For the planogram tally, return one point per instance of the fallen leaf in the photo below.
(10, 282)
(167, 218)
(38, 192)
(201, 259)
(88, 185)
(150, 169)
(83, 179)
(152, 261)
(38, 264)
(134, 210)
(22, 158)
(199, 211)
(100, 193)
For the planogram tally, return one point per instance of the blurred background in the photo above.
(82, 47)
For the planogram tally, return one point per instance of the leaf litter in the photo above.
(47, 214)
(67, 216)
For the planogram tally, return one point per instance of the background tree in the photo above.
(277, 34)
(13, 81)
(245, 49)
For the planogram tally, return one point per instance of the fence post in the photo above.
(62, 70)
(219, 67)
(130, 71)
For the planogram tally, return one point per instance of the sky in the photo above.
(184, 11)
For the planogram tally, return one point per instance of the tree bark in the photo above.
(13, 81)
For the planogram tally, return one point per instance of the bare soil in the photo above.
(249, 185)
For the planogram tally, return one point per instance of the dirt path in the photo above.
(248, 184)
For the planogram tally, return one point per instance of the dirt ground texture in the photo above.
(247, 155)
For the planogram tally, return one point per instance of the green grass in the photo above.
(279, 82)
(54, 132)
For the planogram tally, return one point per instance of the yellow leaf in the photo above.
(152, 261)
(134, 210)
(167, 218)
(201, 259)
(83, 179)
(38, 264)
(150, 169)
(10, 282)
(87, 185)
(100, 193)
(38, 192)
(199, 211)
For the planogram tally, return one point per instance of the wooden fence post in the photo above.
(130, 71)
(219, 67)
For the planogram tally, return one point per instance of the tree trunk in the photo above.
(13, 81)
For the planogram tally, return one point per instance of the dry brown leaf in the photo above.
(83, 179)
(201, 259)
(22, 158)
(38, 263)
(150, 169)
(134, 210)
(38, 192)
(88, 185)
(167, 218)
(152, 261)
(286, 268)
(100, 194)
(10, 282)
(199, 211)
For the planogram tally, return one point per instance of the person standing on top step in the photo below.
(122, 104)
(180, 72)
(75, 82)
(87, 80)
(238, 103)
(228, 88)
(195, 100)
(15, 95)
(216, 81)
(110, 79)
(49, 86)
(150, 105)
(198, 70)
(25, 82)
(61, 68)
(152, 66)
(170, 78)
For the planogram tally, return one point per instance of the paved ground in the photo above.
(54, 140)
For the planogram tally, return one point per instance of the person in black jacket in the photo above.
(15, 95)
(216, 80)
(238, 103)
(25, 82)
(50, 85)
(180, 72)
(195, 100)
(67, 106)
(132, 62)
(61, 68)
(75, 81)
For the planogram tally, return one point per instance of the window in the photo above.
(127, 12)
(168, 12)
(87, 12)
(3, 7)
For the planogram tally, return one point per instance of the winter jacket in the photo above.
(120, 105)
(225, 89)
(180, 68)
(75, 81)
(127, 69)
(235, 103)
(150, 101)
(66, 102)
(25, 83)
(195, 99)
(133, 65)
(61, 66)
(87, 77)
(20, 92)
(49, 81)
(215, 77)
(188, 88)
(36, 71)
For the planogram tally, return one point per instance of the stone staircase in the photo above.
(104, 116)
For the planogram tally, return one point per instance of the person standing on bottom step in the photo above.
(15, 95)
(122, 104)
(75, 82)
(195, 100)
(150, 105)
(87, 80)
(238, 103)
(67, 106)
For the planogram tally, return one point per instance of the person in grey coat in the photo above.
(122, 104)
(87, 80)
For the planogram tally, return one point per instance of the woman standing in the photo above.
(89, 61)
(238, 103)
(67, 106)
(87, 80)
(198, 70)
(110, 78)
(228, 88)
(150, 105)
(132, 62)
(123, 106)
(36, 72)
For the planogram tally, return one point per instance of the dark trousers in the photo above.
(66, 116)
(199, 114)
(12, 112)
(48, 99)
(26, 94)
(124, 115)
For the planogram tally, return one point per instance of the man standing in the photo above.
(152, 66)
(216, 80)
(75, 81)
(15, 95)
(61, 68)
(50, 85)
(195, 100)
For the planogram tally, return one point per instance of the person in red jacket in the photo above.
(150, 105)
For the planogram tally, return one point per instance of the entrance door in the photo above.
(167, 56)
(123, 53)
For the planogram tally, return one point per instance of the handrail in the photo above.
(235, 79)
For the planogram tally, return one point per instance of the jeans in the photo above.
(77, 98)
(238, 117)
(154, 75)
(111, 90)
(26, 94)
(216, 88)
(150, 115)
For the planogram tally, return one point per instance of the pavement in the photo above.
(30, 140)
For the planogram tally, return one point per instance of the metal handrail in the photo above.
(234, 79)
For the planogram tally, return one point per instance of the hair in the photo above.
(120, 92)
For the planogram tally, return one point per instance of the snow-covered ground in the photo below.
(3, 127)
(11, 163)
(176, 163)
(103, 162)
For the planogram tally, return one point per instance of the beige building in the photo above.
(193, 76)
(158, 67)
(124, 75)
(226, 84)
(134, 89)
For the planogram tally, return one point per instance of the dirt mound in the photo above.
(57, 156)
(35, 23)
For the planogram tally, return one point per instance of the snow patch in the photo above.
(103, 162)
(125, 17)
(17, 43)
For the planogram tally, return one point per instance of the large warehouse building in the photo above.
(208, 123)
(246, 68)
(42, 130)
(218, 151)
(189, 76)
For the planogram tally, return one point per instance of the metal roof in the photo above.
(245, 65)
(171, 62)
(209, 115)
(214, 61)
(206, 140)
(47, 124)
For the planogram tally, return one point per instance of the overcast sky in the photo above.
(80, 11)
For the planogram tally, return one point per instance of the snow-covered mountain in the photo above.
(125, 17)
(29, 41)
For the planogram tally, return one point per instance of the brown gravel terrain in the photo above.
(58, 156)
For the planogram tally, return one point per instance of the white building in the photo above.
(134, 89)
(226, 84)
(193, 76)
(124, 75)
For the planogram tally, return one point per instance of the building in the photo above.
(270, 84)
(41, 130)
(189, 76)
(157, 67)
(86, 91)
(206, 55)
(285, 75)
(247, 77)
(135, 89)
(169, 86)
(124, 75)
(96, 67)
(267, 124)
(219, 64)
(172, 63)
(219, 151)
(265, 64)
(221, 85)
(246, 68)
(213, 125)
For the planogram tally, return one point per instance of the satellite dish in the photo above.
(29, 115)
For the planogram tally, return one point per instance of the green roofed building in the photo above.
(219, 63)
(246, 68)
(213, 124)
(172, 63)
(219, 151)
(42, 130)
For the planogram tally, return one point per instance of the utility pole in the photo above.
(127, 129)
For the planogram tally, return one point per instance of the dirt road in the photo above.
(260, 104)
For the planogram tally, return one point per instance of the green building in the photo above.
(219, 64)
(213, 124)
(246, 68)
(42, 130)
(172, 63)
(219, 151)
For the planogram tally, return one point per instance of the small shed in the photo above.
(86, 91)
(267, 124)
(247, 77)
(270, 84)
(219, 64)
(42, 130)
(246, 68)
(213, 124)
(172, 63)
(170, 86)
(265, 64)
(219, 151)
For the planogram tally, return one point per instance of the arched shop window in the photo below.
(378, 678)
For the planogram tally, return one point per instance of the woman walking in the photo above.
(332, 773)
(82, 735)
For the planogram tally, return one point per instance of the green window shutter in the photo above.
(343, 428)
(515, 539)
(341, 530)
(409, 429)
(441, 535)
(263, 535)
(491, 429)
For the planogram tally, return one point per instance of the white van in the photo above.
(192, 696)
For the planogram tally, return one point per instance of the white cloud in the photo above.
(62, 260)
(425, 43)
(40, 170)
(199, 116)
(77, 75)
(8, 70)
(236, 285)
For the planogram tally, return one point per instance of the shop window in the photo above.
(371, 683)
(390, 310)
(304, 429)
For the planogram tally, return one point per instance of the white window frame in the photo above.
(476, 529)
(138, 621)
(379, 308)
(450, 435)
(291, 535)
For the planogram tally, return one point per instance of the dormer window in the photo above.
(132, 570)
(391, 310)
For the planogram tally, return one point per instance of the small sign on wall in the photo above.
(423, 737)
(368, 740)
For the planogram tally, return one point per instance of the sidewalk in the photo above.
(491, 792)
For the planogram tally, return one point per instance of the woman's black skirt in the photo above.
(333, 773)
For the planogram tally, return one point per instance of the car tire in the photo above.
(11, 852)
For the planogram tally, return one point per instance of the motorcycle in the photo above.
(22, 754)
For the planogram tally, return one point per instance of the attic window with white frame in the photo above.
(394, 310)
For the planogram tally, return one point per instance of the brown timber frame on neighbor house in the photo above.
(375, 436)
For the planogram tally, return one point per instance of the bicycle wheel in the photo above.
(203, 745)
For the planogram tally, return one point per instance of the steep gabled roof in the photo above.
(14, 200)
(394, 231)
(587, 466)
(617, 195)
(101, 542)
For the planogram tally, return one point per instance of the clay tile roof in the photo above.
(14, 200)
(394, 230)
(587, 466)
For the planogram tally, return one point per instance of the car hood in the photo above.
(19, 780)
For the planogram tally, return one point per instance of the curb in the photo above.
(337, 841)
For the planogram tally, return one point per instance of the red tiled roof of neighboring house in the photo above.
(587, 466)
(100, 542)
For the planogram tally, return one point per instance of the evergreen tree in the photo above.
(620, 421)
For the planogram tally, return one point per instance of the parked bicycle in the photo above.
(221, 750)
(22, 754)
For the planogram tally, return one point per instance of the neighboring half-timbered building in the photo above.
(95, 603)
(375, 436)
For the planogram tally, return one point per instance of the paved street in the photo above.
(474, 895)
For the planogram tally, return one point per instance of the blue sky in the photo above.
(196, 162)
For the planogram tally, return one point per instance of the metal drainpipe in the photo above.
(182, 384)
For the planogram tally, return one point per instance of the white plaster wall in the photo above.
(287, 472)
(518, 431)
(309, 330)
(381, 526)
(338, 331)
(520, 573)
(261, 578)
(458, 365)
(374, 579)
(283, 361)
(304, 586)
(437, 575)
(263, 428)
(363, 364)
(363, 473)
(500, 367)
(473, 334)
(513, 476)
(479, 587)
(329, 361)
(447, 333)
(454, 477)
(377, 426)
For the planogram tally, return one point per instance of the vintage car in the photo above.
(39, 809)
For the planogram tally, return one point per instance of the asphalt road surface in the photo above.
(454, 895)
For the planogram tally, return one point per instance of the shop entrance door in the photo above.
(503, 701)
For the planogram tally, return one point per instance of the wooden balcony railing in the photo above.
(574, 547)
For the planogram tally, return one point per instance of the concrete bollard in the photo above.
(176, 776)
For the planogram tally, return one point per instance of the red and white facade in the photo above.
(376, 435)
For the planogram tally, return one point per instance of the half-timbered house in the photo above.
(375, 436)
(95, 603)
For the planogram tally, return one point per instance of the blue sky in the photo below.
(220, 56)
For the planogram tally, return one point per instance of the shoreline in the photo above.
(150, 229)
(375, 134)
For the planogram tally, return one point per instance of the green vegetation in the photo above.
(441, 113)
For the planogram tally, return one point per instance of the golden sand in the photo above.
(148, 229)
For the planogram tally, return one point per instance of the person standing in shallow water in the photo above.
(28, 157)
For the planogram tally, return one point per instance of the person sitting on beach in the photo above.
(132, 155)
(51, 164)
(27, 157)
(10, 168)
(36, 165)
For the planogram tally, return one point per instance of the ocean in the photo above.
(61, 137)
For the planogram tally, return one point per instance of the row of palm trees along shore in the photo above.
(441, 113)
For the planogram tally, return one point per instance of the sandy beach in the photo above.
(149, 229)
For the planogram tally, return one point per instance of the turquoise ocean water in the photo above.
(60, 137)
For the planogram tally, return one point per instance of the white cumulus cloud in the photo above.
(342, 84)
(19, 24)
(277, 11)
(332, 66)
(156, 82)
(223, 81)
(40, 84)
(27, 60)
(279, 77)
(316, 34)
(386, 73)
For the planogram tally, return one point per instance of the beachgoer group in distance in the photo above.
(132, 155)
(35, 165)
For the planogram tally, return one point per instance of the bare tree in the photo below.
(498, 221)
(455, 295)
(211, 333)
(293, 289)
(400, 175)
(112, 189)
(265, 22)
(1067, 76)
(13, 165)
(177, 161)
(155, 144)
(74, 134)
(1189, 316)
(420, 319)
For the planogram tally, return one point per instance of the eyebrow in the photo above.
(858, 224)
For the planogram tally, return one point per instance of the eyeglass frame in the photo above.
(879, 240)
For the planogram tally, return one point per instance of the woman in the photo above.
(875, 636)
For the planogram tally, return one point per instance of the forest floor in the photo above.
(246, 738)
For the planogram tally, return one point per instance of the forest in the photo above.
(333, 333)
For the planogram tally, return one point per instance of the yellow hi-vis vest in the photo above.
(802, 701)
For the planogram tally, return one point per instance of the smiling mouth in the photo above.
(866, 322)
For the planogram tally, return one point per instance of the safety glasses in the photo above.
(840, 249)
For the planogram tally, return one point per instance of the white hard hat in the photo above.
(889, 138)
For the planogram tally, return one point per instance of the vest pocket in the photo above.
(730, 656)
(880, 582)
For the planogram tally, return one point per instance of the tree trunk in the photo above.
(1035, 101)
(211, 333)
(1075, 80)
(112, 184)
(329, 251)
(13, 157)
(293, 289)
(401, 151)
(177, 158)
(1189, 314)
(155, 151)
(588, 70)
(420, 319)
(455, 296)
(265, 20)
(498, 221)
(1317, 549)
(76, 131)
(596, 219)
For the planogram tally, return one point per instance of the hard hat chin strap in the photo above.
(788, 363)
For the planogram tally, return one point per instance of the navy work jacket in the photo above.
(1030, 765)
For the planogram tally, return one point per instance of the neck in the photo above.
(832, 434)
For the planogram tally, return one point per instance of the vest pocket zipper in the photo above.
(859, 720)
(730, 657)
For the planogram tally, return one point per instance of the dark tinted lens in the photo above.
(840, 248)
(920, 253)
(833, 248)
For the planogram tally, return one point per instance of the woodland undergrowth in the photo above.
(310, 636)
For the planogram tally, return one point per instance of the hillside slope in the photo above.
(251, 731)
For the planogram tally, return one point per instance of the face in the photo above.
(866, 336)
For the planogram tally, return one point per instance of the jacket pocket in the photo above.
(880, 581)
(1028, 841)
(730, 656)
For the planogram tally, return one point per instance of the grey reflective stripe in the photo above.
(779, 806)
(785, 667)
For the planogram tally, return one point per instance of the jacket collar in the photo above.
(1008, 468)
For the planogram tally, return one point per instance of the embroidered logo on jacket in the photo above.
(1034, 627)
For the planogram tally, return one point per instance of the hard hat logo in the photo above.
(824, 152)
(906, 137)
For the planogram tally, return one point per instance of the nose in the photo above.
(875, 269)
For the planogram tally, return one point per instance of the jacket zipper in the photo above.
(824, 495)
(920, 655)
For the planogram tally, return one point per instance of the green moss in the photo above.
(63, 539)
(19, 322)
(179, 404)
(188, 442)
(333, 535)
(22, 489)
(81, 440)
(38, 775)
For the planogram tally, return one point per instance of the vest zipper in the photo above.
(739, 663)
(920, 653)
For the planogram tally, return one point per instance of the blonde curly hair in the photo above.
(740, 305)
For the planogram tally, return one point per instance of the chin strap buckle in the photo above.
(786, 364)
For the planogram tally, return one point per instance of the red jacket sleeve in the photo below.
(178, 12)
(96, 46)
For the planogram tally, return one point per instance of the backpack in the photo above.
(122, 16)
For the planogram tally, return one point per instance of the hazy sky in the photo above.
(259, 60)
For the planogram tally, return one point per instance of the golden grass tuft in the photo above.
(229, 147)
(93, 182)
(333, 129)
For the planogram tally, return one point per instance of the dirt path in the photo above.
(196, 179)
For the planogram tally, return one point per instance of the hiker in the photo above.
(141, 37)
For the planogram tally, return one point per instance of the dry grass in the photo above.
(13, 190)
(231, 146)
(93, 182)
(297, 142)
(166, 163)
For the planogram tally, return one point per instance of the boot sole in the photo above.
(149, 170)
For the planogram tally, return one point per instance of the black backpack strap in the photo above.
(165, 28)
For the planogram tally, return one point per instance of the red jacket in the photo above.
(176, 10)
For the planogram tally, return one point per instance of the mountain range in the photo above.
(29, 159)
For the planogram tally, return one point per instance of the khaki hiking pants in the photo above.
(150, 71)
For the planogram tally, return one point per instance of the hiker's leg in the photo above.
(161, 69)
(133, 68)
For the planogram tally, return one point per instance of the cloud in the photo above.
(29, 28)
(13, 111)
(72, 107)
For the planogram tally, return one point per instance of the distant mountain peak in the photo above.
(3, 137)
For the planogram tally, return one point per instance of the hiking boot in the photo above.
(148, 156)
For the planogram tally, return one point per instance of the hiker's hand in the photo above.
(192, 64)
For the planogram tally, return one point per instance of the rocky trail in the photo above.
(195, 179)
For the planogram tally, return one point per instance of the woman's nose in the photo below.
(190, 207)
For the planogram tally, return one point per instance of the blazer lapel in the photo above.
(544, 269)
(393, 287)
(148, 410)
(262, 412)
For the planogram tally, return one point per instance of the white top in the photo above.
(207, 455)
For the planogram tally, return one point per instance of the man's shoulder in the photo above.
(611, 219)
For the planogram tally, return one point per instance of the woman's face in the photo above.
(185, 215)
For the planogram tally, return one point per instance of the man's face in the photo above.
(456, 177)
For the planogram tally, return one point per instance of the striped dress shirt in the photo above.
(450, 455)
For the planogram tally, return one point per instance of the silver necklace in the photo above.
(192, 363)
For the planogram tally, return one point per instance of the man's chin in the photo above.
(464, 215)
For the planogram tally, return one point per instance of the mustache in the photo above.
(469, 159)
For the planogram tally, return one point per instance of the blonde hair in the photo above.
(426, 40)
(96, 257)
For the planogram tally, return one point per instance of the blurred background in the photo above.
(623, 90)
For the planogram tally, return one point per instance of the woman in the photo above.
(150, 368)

****************************************

TO DO
Recast the stretch from the line containing "woman's face in the photo above." through the end of the items as a Markdown table with two columns, Row and Line. Give each line its own numbered row and leave out any blank lines.

WRITTEN SOLUTION
| Row | Line |
|---|---|
| 1 | For the planogram tally, return one point per instance of the woman's face in the photo above. |
| 2 | (185, 215) |
| 3 | For the planogram tally, return one point per instance of the man's face in the photo above. |
| 4 | (456, 177) |
| 5 | For the planogram tally, return one point per instance of the striped dress shirt in the photo above. |
| 6 | (450, 455) |
| 7 | For the planogram tally, return one point per instance of the silver necklace in the photo above. |
| 8 | (192, 363) |
| 9 | For the planogram tally, return one point per instance of the man's chin in the photo above. |
| 10 | (464, 215) |
| 11 | For the planogram tally, return one point per instance of the mustache in the photo above. |
| 12 | (469, 159) |
| 13 | For the planogram tally, return one point per instance of the blonde hair in the photo above. |
| 14 | (426, 40) |
| 15 | (96, 257) |
| 16 | For the planogram tally, return one point per instance of the blurred background in the photo above. |
| 17 | (623, 90) |
| 18 | For the planogram tally, return one point per instance of the woman in the photo above. |
| 19 | (150, 368) |